**WORK INSTRUCTIONS:** Output every line of the entries below as a numbered list, omitting blank lines and the pictures.

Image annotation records

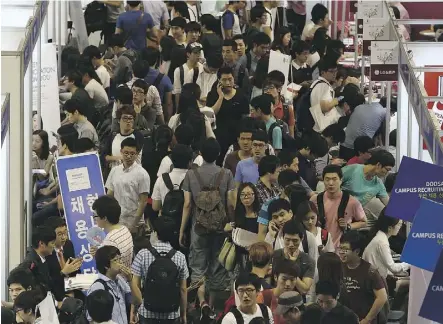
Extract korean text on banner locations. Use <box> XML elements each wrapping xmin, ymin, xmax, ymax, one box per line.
<box><xmin>386</xmin><ymin>156</ymin><xmax>443</xmax><ymax>222</ymax></box>
<box><xmin>400</xmin><ymin>199</ymin><xmax>443</xmax><ymax>272</ymax></box>
<box><xmin>56</xmin><ymin>153</ymin><xmax>105</xmax><ymax>274</ymax></box>
<box><xmin>419</xmin><ymin>252</ymin><xmax>443</xmax><ymax>323</ymax></box>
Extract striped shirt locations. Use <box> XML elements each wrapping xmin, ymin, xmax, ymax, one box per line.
<box><xmin>131</xmin><ymin>241</ymin><xmax>189</xmax><ymax>320</ymax></box>
<box><xmin>103</xmin><ymin>225</ymin><xmax>134</xmax><ymax>268</ymax></box>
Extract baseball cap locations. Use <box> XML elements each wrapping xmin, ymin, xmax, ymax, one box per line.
<box><xmin>275</xmin><ymin>291</ymin><xmax>303</xmax><ymax>315</ymax></box>
<box><xmin>186</xmin><ymin>42</ymin><xmax>203</xmax><ymax>53</ymax></box>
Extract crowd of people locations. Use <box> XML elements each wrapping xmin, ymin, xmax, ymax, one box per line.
<box><xmin>2</xmin><ymin>0</ymin><xmax>416</xmax><ymax>324</ymax></box>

**RESPONSE:**
1. Extract korean text on banner locations. Use <box> XML elements each wrapping xmin, ymin, xmax, ymax, one box per line.
2. <box><xmin>386</xmin><ymin>156</ymin><xmax>443</xmax><ymax>222</ymax></box>
3. <box><xmin>400</xmin><ymin>199</ymin><xmax>443</xmax><ymax>272</ymax></box>
4. <box><xmin>56</xmin><ymin>153</ymin><xmax>105</xmax><ymax>274</ymax></box>
5. <box><xmin>419</xmin><ymin>252</ymin><xmax>443</xmax><ymax>323</ymax></box>
6. Extract striped shirt locations. Use <box> XML elements each wrapping xmin, ymin, xmax, ymax, one box per line.
7. <box><xmin>131</xmin><ymin>241</ymin><xmax>189</xmax><ymax>320</ymax></box>
8. <box><xmin>103</xmin><ymin>225</ymin><xmax>134</xmax><ymax>268</ymax></box>
9. Extract baseball cap locations. Use <box> XML elements each wrapping xmin, ymin, xmax, ymax, one box per line.
10. <box><xmin>275</xmin><ymin>291</ymin><xmax>303</xmax><ymax>315</ymax></box>
11. <box><xmin>186</xmin><ymin>42</ymin><xmax>203</xmax><ymax>53</ymax></box>
12. Extract crowd of people locations. Use <box> XML elements each wrapping xmin, ymin, xmax, ymax, one box per line.
13. <box><xmin>2</xmin><ymin>0</ymin><xmax>416</xmax><ymax>324</ymax></box>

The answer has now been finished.